→ **Extract**
----------

Back in March 2016 I wrote Semi-automated podcast transcription about my interest in finding ways to make archives of podcast content more accessible. Please read that post for details of my motivations and goals.
Some 11 months later, in February 2017, I wrote Comparing Transcriptions describing how I was exploring measuring transcription accuracy. That turned out to be more tricky, and interesting, than I’d expected. Please read that post for details of the methods I’m using and what the WER (word error rate) score means.
Here, after another over-long gap, I’m returning to post the current results, and start thinking about next steps. One cause of the delay has been that whenever I returned to the topic there had been significant changes in at least one of the results, most recently when Google announced their enhanced models. In the end the delay turned out to be helpful.
The table below shows the results of my tests on many automated speech recognition services, ordered by WER score (lower is better). I’ll note a major caveat up front: I only used a single audio file for these tests. An almost two hour interview in English between two North American males with no strong accents and good audio quality. I can’t be sure how the results would differ for female voices, more accented voices, lower audio quality etc.

----------

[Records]
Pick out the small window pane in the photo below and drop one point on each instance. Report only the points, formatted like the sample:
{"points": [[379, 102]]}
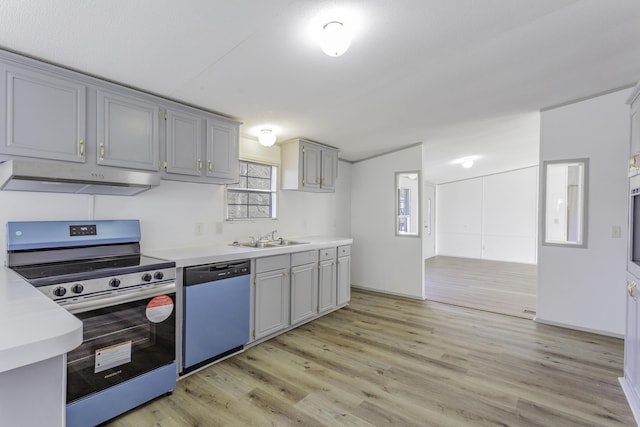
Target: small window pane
{"points": [[259, 171], [237, 211], [237, 198]]}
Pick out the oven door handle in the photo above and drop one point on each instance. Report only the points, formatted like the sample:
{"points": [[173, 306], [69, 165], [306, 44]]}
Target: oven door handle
{"points": [[123, 297]]}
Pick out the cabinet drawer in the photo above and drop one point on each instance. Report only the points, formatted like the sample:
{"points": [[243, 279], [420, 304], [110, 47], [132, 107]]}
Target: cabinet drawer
{"points": [[306, 257], [329, 253], [344, 250], [271, 263]]}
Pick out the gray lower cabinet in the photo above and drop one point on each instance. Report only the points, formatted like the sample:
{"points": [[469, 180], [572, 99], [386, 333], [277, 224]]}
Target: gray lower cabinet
{"points": [[200, 147], [43, 115], [344, 275], [308, 166], [271, 298], [127, 131], [222, 150], [327, 280], [304, 286], [53, 113]]}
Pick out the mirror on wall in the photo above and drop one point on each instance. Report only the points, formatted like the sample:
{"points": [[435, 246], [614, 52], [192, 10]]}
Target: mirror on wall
{"points": [[408, 203], [564, 202]]}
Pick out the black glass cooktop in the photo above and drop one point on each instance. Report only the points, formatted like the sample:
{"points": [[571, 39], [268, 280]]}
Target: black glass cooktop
{"points": [[63, 272]]}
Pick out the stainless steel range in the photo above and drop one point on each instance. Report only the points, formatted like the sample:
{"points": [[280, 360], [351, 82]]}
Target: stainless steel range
{"points": [[126, 301]]}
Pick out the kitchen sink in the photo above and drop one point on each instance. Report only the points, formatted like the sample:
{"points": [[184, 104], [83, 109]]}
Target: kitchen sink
{"points": [[269, 244], [285, 242]]}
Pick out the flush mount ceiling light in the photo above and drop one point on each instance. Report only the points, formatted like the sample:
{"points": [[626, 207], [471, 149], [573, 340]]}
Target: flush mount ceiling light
{"points": [[467, 163], [335, 38], [266, 137]]}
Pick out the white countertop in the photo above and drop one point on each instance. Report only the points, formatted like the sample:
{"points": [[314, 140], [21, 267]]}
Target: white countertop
{"points": [[34, 328], [224, 252]]}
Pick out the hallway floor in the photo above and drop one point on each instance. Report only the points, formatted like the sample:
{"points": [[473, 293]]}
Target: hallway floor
{"points": [[494, 286]]}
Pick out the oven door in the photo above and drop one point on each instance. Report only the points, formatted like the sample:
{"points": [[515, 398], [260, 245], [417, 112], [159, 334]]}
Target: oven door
{"points": [[125, 335]]}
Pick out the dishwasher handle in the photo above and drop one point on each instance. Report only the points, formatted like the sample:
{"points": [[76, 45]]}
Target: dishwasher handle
{"points": [[213, 272]]}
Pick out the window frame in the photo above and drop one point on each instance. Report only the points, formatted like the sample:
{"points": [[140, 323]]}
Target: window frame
{"points": [[236, 189]]}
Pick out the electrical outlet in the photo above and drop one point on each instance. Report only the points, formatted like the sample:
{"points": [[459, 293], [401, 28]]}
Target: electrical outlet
{"points": [[616, 232]]}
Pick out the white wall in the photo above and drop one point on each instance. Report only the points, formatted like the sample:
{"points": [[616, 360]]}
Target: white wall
{"points": [[169, 213], [492, 217], [382, 261], [585, 288]]}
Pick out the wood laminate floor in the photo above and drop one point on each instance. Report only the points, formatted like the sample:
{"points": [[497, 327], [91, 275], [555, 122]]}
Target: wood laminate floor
{"points": [[499, 287], [386, 360]]}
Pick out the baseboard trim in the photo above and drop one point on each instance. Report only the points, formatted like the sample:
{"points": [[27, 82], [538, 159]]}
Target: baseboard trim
{"points": [[578, 328], [395, 294]]}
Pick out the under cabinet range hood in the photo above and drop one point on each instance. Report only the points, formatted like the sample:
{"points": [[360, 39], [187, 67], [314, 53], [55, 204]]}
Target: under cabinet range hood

----------

→ **Tasks**
(a) List the conditions for which the podcast transcription post says the results might differ.
(b) In the podcast transcription post, condense the paragraph beginning "Here, after another over-long gap" into a bulleted list that keeps its main facts.
(c) What does WER stand for in the podcast transcription post?
Base your answers only on the text.

→ **Responses in order**
(a)
- Female voices
- More accented voices
- Lower audio quality

(b)
- After another long gap, the author is posting the current results and beginning to consider next steps.
- The delay happened partly because at least one result had changed significantly each time the author came back to the topic.
- The most recent change came when Google announced its enhanced models.
- In the end, the delay proved helpful.

(c) Word error rate.